→ **WORK TASK**
Recreate the entire listing that appears below, exactly.

→ **DATASET EXCERPTS**

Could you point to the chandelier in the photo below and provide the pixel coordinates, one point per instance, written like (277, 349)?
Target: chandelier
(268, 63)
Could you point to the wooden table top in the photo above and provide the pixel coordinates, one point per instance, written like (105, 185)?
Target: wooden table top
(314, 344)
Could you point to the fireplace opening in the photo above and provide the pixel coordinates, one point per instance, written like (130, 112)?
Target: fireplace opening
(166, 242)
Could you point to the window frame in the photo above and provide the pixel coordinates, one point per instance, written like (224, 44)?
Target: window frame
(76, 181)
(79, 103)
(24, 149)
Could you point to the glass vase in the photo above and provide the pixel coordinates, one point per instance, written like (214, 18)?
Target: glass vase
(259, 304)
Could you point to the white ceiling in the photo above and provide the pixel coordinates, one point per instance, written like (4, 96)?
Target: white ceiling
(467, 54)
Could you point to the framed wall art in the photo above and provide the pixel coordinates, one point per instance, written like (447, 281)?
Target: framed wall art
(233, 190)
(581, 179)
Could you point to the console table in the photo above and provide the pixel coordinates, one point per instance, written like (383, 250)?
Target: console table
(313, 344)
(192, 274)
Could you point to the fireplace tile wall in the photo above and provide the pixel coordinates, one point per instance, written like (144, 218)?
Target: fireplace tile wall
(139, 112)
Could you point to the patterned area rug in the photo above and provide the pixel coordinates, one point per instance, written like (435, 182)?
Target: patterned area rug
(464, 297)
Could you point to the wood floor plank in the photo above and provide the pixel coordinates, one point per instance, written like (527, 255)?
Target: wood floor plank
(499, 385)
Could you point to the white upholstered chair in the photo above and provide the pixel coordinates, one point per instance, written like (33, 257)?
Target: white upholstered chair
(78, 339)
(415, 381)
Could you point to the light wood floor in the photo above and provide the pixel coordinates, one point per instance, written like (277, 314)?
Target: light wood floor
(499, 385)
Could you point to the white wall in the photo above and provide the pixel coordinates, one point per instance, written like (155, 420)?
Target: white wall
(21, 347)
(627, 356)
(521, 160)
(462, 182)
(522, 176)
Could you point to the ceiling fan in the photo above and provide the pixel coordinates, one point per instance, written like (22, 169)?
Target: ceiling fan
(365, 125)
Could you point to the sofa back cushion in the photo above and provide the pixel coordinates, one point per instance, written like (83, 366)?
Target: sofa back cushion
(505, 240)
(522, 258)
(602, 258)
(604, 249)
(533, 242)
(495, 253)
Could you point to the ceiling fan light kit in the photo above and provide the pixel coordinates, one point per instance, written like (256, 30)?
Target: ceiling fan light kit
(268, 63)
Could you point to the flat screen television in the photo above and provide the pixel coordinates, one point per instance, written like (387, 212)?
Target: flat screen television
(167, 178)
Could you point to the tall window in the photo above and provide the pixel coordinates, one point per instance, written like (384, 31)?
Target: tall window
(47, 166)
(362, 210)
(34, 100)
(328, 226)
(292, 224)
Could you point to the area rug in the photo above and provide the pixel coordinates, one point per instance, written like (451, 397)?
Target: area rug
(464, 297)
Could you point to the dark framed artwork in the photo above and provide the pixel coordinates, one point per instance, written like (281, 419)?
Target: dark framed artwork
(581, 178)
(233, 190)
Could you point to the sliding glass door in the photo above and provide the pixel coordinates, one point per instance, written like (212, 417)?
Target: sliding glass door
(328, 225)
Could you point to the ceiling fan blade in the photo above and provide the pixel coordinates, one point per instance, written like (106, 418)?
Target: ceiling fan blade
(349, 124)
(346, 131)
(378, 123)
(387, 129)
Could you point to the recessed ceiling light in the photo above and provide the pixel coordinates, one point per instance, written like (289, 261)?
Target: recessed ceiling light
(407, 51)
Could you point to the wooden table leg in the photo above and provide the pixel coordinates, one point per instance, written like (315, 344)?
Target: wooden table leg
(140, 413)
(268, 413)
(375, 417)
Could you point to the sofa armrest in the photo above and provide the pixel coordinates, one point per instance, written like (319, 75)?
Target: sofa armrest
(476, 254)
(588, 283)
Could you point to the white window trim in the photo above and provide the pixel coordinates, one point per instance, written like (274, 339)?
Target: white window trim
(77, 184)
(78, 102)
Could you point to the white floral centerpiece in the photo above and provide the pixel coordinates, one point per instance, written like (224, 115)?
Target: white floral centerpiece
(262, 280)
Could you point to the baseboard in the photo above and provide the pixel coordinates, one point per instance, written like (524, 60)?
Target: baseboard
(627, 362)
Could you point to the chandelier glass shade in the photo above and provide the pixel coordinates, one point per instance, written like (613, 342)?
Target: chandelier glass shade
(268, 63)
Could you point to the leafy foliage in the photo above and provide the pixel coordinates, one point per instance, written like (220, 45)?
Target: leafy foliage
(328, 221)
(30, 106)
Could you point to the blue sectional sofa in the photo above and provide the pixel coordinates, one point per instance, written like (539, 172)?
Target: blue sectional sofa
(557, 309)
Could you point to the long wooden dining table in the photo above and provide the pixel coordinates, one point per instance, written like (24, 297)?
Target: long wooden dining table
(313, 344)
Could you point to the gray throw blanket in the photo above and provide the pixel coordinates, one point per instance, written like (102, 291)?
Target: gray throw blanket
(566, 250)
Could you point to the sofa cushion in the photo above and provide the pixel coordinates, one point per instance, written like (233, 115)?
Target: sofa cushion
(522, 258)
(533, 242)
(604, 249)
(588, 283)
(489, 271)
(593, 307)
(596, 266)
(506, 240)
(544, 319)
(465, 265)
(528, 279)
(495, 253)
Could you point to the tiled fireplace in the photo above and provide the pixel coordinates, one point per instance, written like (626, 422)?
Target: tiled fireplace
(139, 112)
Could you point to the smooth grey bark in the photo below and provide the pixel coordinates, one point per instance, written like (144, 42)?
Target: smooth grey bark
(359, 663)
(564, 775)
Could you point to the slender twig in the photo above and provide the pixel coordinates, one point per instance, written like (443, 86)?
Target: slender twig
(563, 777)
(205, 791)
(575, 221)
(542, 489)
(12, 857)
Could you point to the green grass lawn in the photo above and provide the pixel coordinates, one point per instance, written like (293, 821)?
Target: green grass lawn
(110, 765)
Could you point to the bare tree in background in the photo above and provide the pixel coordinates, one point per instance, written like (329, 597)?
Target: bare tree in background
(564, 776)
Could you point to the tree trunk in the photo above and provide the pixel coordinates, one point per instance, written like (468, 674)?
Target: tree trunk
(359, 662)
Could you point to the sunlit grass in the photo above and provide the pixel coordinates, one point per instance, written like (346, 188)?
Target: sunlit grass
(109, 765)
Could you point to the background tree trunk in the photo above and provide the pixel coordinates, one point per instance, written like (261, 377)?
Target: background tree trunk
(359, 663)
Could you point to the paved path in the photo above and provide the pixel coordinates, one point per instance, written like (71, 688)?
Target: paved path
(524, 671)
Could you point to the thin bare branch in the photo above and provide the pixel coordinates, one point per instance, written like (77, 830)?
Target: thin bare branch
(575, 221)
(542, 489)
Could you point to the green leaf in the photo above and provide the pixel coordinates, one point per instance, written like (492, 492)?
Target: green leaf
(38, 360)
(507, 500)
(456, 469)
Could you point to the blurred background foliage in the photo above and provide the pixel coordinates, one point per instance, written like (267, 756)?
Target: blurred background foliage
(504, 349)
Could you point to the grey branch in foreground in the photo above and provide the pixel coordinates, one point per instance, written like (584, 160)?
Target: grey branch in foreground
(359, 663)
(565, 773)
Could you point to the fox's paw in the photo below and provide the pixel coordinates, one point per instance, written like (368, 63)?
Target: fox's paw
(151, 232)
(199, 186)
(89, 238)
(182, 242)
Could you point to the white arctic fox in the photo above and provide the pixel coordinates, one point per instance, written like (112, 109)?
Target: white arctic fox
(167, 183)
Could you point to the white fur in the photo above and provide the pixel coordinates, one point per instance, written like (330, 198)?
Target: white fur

→ **THE ANSWER**
Could you point to the chandelier in the photo below and provide the pixel coordinates, one point per instance, written like (277, 349)?
Target: chandelier
(268, 63)
Could you point to the wooden table top in the photo above and provide the pixel coordinates, one point per instance, written like (105, 185)?
Target: wooden table top
(314, 344)
Could you point to the fireplace opening in the photo above and provide the pixel coordinates, one point per instance, written like (130, 112)?
Target: fireplace opening
(166, 242)
Could you point to the window frame in the photo above and provide the pixel coordinates, one point per instance, written like (224, 44)?
Target: window frame
(76, 181)
(79, 103)
(24, 149)
Could you point to the glass vase in the photo above and provide the pixel coordinates, one point per instance, written like (214, 18)?
Target: glass vase
(259, 304)
Could you point to the white ceiling in the photo above and provide the pixel coordinates, one point per instance, written like (4, 96)?
Target: white ceiling
(467, 54)
Could you point to the framed wall art in the photo above and provide the pixel coordinates, one point per instance, written like (447, 281)?
Target: framed wall art
(233, 190)
(581, 179)
Could you point to the console table in the photo above and provide the pixel coordinates, one point per instance, written like (383, 250)?
Target: console table
(313, 344)
(192, 274)
Could you point to the fireplace tile wall in the photo above and provide the pixel coordinates, one point per instance, written like (144, 218)?
Target: fireplace tile wall
(139, 112)
Could you point to the patterned area rug in the photo above and provide the pixel coordinates, one point per instance, written like (435, 182)?
Target: patterned area rug
(464, 297)
Could you point to the wood floor plank in the photo above and provide the pixel coordinates, one point per instance, written like (527, 255)?
Target: wood floor plank
(499, 385)
Could you point to the white upholstered chair in the photo above and provide the pixel coordinates, one point per instance, written like (33, 257)?
Target: white upholstered chair
(78, 339)
(415, 381)
Could you point to the light wood floor in the photo above and provide the pixel coordinates, one point per instance, written like (277, 314)?
Target: light wood floor
(499, 385)
Could you point to the white wall in the photo above and provide the pixel coordinates, one point per instance, written like (155, 420)?
Target: white wall
(21, 347)
(627, 356)
(521, 160)
(462, 182)
(522, 176)
Could you point to the ceiling fan in the photo above and provide the pixel coordinates, one point per instance, written like (22, 169)?
Target: ceiling fan
(365, 125)
Could you point to the sofa back cushion in the photo above and provide the pixel coordinates, one point per instance, written like (83, 366)?
Target: sofa back cushion
(505, 240)
(522, 258)
(602, 258)
(604, 249)
(533, 242)
(495, 253)
Could you point to the ceiling fan light kit in the photo above and provide the pixel coordinates, one point per instance, written like (256, 30)?
Target: ceiling fan light kit
(268, 63)
Could you point to the flat screen television in the photo above and provide the pixel coordinates, one point per instance, written like (387, 212)?
Target: flat screen television
(167, 178)
Could you point to the tall window in the photo above and provide the pixel coordinates, one point per instance, written like (384, 31)?
Target: tall window
(47, 166)
(362, 210)
(34, 100)
(328, 226)
(292, 224)
Could you point to the area rug in the photo above and provide the pixel coordinates, one point per instance, written like (451, 397)?
Target: area rug
(464, 297)
Could you point to the dark framed artwork in the photo above and provide the pixel coordinates, one point per instance, written like (281, 419)?
Target: dark framed artwork
(581, 178)
(233, 190)
Could you point to the sliding glass door in the photo above and provide the pixel coordinates, one point per instance, written like (212, 417)?
Target: sliding glass door
(328, 225)
Could you point to the ceiling fan blade in the photo above and provide the pixel coordinates, one point per instance, written like (106, 418)?
Target: ceiling fan blade
(349, 124)
(346, 131)
(378, 123)
(387, 129)
Could you point to the recessed ceiling light in the photo above and provide the pixel coordinates, one point per instance, written like (289, 261)?
Target: recessed ceiling light
(407, 51)
Could you point to the wooden table leg in the photo above and provide the pixel coordinates, one point per instance, written like (315, 344)?
Target: wooden table leg
(140, 413)
(268, 413)
(375, 417)
Could you point to the sofa armrest in the photo above and provide the pixel coordinates, one point per instance, written like (319, 75)?
Target: sofa armrest
(476, 254)
(588, 283)
Could you point to the white window trim in the photo above and provide the pixel coordinates, one point per instance, written like (274, 339)?
Target: white window trim
(77, 184)
(78, 102)
Could you point to the white floral centerpiece in the photo above and provide the pixel coordinates, one point per instance, written like (224, 115)?
Target: white floral centerpiece
(262, 280)
Could you point to the baseboard in the photo above and provide the pixel coordinates, one point per instance, written like (524, 60)?
Target: baseboard
(627, 362)
Could you point to the chandelier glass shade in the photo above and provide the pixel coordinates, one point per instance, written like (613, 342)?
Target: chandelier glass shade
(268, 63)
Could you point to the leafy foliage in the photo above and provide the pixel coordinates, one point per instance, written like (220, 45)?
Target: leafy foliage
(328, 221)
(30, 106)
Could you point to the blue sectional sofa in the photo above and provide the pixel coordinates, one point per instance, written like (539, 172)?
Target: blue sectional sofa
(557, 309)
Could you point to the long wooden dining table in the photo above and provide the pixel coordinates, one point per instance, written like (24, 297)?
Target: long wooden dining table
(313, 344)
Could you point to the gray throw blanket in the photo above and provide the pixel coordinates, one point per instance, written like (102, 291)?
Target: gray throw blanket
(566, 250)
Could you point to the sofa cushion in the photo above and provide the pixel coordinates, one point per instance, written like (233, 115)?
Target: sofa cushion
(522, 258)
(533, 242)
(604, 249)
(588, 283)
(489, 271)
(593, 307)
(596, 266)
(506, 240)
(544, 319)
(465, 265)
(528, 279)
(495, 253)
Could you point to the tiled fireplace in the photo above and provide the pixel coordinates, one point per instance, written like (626, 422)?
Target: tiled fireplace
(139, 112)
Could you point to the smooth grey bark in the photo below and provide the pixel coordinates, one point per instance, written like (144, 42)?
Target: smooth grey bark
(359, 663)
(564, 775)
Could you point to the slender twig in the photo above and provide the pixel coordinates, one point per instance, written like (443, 86)?
Target: slender twig
(563, 777)
(205, 791)
(575, 221)
(542, 489)
(12, 857)
Could you point to the green grass lawn in the photo above and provide the pixel coordinates, one point per instance, written like (293, 821)?
Target: green grass lawn
(110, 765)
Could you point to the bare tree in background in the photo above and provide the pixel coordinates, one point per instance, written like (329, 597)?
Target: bare tree in background
(564, 776)
Could you point to the tree trunk in the photo above and provide the pixel coordinates, one point per instance, written like (468, 674)?
Target: tree trunk
(359, 662)
Could you point to the sunlit grass in the photo above and provide the pixel coordinates, one point per instance, written like (346, 188)?
Target: sunlit grass
(109, 765)
Could you point to the background tree trunk in the photo above and provide the pixel coordinates, one point per instance, written like (261, 377)?
Target: background tree trunk
(359, 663)
Could you point to the paved path in the photo above and provide the pixel coordinates, one point per instance, written like (71, 688)?
Target: paved path
(524, 671)
Could you point to the thin bare branch in the photo above and provide the pixel coordinates, one point per instance, written like (77, 830)?
Target: thin bare branch
(575, 221)
(542, 489)
Could you point to the green leaf in the photo above and provide the pixel coordinates, one point per instance, written like (492, 492)?
Target: green leaf
(38, 360)
(507, 500)
(456, 469)
Could you point to the blurred background foliage in the photo above and provide the pixel coordinates, one point per instance, written like (267, 756)?
Target: blurred background foliage
(504, 349)
Could you point to the grey branch in foreground in the photo above and provide the pixel coordinates, one point per instance, written like (584, 160)?
Target: grey branch in foreground
(359, 663)
(565, 773)
Could you point to the fox's paw in the photo below and provide the pixel coordinates, one point per instance, written like (368, 63)?
Target: fox's paw
(151, 232)
(199, 186)
(89, 238)
(182, 242)
Could you point to the white arctic fox in the photo above and provide the pixel coordinates, one point per instance, written like (112, 109)?
Target: white arctic fox
(167, 183)
Could you point to the white fur in the photo above and provide the pixel coordinates, one point per instance, written like (330, 198)?
Target: white fur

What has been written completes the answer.